抜粋 >>

****************

2020年4月からホールの空気環境が大きく変わる。すべてのファンが快適に遊技するために、屋内全面禁煙となるホールは何をすべきなのか。改正健康増進法のポイントと施行後の注意点をまとめた。


2020年4月1日から全面施行される改正健康増進法は、望まない受動喫煙を防ぐための法律だ。学校や病院、行政機関など一部の特定施設は禁煙(敷地内禁煙)に、多数の者が利用するそれ以外の施設は原則屋内禁煙になる。パチンコホールは後者の分類だ。

原則屋内禁煙といっても、後述する一定の基準をクリアした喫煙専用室であれば、設置が可能だ。喫煙専用室はもっぱら喫煙するためだけの空間であるため、この中で遊技を提供することはできないが、「遊技の合間に一服したい」という喫煙プレイヤーや、「禁煙にしてほしい」という非喫煙プレイヤーの願いを同時に叶える、必須設備の一つだ。

同法は18年7月に成立、公布された。以降に新規出店したホールの中には、全面施行に先駆けて遊技フロアを禁煙とし、喫煙室を設置した店舗があった。しかしその数は一部にとどまり、現時点においても完全分煙スタイルの店舗数は少数派だ。その大きな理由の一つは、喫煙専用室の基準が19年2月下旬まで不透明だったことにある。

その基準とは、①喫煙専用室の出入り口において、室内に流入する風量が毎秒0.2メートル以上あること、②たばこの煙が喫煙専用室の室外に漏れないように、喫煙専用室を壁、天井などで区画すること、③喫煙専用室で発生したたばこの煙を屋外に排気すること──の3点。ただし③については、管理権原者の責めに帰することができない事由、例えば賃借物件であるため屋外排気工事ができないなどの場合に、以下の性能をもつ脱煙機能付き喫煙ブースを設置することで、屋内に排気することが認められた。

その性能とは、総揮発性有機化合物の除去率が95%以上であること、喫煙専用室外に排気される空気における浮遊粉じん量が0.015㎎/㎥以下であること。これらが明らかになったことで、今後は完全分煙スタイルのホールが徐々に増えていくと見られる。



20歳未満の者には特別な配慮が必要

これまでは喫煙専用室の基準というハード面ばかりが注目されていたが、運用が始まればソフト面への注意が必要だ。その一つに20歳未満の者への対応が挙げられる。

改正法の趣旨は受動喫煙防止の強化。健康への被害が大きい20歳未満の者や患者は、厚い保護の対象とされている。このことから受動喫煙が生じうる喫煙専用室に20歳未満の者を立ち入らせることが禁止されている。これは遊技客、従業員の両方に当てはまるため、彼らが立ち入らないようにしたり、シフトの組み方を工夫したりする必要性が生じる。

****************

練習問題 >>
a) 抜粋のうち、「その性能とは、総揮発性有機化」を含む箇所から始め、「満の者への対応が挙げられる。」で終わる部分を一字一句変えずに引用せよ。
b) 抜粋で喫煙専用室の基準として挙げられているものをすべて書き出せ。
c) 抜粋をもとに次の問いに答えよ。
(i) 改正健康増進法が成立、公布されたのはいつか。
(ii) 脱煙機能付き喫煙ブースに求められる総揮発性有機化合物の除去率はどれだけか。
(iii) 喫煙専用室に立ち入らせることが禁止されているのはどのような者か。

****************

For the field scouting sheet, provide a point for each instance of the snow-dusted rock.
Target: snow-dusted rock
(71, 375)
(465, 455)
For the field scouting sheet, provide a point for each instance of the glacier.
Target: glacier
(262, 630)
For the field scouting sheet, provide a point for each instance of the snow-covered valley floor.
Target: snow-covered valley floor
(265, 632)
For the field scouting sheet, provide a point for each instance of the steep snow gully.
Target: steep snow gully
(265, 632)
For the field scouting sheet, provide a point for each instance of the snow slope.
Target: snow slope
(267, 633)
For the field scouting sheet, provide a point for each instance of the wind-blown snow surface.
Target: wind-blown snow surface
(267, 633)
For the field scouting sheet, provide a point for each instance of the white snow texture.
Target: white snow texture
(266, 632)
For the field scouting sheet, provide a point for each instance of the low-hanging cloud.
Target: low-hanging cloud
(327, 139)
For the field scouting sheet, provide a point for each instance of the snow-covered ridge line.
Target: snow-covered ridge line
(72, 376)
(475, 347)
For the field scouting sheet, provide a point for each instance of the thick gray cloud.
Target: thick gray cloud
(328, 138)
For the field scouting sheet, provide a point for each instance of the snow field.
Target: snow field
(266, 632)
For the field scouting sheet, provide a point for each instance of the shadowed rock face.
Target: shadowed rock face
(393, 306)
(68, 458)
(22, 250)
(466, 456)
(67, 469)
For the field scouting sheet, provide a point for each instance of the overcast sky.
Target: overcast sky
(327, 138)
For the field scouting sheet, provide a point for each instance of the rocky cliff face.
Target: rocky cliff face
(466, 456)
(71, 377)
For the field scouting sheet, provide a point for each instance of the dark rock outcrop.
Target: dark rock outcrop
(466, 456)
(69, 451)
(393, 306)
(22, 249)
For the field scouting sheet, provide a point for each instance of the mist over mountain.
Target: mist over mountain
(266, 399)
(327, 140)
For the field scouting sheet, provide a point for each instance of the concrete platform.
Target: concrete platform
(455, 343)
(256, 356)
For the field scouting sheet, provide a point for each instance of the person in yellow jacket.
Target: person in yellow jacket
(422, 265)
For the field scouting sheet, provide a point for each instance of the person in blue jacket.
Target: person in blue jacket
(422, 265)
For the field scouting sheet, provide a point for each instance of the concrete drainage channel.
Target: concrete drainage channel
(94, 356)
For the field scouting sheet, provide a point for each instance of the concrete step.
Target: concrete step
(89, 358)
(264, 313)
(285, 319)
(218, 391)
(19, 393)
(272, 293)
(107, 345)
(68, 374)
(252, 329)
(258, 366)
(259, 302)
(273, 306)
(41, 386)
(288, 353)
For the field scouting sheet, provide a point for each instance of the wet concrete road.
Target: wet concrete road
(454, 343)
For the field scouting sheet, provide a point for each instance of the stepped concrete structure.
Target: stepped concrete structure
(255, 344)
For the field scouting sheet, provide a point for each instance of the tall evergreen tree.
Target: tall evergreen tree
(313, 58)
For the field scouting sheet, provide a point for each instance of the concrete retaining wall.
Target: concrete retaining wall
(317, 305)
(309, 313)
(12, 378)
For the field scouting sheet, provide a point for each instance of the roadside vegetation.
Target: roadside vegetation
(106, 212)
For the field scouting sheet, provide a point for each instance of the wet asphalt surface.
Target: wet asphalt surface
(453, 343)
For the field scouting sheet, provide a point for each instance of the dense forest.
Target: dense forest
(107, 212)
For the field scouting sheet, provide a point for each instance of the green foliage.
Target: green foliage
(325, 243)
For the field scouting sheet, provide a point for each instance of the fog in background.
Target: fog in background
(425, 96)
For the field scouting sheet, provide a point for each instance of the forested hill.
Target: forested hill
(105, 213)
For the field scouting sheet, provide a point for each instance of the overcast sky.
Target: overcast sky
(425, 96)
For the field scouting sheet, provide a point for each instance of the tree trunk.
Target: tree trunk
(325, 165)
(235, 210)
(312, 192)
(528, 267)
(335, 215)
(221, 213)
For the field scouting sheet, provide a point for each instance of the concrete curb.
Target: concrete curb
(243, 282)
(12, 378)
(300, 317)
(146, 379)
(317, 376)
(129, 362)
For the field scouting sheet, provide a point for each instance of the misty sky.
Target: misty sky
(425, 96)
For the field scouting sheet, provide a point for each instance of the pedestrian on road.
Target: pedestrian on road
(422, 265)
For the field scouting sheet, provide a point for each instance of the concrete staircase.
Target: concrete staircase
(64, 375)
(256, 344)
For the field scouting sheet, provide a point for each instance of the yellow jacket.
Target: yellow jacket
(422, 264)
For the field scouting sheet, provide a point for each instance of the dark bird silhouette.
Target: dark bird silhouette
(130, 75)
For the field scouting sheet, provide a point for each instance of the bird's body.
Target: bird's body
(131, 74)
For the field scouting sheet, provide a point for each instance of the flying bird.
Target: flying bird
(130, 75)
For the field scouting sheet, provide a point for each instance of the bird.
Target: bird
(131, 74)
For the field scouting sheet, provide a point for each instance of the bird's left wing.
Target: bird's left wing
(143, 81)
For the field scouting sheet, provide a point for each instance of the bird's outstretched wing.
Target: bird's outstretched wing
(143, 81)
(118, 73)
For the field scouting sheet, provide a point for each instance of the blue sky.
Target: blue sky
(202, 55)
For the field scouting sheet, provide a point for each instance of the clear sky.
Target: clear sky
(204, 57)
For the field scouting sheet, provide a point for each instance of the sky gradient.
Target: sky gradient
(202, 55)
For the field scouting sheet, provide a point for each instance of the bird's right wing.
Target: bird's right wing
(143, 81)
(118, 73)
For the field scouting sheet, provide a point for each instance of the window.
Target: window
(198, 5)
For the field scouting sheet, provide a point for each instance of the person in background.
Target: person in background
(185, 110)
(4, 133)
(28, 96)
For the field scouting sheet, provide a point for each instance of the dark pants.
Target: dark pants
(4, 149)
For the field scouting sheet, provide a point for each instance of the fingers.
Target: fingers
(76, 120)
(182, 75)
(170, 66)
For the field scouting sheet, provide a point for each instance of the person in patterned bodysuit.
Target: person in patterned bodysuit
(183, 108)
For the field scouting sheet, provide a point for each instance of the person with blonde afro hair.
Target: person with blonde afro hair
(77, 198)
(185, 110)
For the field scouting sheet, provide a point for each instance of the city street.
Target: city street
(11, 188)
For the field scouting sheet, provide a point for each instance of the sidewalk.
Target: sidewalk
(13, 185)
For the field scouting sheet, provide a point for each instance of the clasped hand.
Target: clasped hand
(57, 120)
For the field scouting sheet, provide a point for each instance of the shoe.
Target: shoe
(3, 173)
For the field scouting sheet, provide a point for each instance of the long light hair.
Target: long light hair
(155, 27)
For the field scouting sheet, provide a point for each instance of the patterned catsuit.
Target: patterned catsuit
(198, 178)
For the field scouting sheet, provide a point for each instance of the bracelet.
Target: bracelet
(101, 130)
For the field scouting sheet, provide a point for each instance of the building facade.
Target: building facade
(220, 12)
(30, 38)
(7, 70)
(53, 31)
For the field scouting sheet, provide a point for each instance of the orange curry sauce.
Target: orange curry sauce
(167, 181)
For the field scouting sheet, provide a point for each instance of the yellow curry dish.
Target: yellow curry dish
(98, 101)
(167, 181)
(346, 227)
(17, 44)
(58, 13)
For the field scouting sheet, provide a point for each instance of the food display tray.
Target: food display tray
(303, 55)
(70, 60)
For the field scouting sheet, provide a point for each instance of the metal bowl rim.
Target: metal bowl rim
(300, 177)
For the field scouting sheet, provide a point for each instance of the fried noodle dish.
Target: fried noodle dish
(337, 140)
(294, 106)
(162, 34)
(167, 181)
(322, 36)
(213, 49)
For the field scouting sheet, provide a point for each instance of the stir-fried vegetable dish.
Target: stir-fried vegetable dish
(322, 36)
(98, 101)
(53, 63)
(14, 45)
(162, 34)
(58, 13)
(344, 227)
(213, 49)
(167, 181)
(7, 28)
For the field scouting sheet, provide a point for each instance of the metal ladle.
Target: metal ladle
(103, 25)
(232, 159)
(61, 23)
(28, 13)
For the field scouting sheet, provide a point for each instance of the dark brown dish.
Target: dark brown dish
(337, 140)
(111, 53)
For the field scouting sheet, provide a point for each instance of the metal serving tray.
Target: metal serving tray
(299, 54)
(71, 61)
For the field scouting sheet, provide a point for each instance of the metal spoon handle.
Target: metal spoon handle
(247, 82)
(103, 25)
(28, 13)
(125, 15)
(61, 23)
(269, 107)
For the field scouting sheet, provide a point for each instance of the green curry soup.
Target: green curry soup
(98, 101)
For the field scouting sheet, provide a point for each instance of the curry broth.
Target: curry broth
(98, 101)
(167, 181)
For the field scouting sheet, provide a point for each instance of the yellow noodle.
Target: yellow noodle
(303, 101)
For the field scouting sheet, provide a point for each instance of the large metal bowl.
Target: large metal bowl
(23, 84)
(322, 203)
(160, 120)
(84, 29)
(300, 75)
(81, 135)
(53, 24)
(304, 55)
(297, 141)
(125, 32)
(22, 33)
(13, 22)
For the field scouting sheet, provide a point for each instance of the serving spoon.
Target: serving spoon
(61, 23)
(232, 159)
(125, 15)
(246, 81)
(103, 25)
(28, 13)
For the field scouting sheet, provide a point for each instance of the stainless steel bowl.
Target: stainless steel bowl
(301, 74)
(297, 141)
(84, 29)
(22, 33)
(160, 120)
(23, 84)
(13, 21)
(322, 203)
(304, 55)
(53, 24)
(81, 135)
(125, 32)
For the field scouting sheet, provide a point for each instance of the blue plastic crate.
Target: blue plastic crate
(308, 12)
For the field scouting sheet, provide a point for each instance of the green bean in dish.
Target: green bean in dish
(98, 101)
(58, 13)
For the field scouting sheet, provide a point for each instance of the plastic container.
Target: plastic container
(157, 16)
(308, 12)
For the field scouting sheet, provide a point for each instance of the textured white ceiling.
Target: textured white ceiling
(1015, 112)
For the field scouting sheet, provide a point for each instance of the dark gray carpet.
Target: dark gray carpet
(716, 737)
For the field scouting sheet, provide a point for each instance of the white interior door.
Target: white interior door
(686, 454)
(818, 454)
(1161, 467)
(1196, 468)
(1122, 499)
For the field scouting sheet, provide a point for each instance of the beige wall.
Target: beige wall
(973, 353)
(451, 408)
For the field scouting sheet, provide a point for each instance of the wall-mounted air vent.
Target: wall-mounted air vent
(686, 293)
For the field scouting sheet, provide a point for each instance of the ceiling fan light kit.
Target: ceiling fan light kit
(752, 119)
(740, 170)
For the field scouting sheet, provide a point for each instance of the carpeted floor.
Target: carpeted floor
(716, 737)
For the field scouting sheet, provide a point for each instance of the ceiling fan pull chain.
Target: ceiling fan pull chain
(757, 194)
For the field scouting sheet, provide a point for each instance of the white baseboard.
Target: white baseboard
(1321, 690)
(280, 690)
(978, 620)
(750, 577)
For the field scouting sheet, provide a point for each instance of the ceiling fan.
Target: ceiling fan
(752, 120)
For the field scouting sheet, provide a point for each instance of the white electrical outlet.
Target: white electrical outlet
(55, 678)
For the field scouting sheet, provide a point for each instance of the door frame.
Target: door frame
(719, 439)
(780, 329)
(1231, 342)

****************

解答 >>
a)
その性能とは、総揮発性有機化合物の除去率が95%以上であること、喫煙専用室外に排気される空気における浮遊粉じん量が0.015㎎/㎥以下であること。これらが明らかになったことで、今後は完全分煙スタイルのホールが徐々に増えていくと見られる。



20歳未満の者には特別な配慮が必要

これまでは喫煙専用室の基準というハード面ばかりが注目されていたが、運用が始まればソフト面への注意が必要だ。その一つに20歳未満の者への対応が挙げられる。

b)
①喫煙専用室の出入り口において、室内に流入する風量が毎秒0.2メートル以上あること
②たばこの煙が喫煙専用室の室外に漏れないように、喫煙専用室を壁、天井などで区画すること
③喫煙専用室で発生したたばこの煙を屋外に排気すること

c)
(i) 18年7月
(ii) 95%以上
(iii) 20歳未満の者(遊技客、従業員の両方)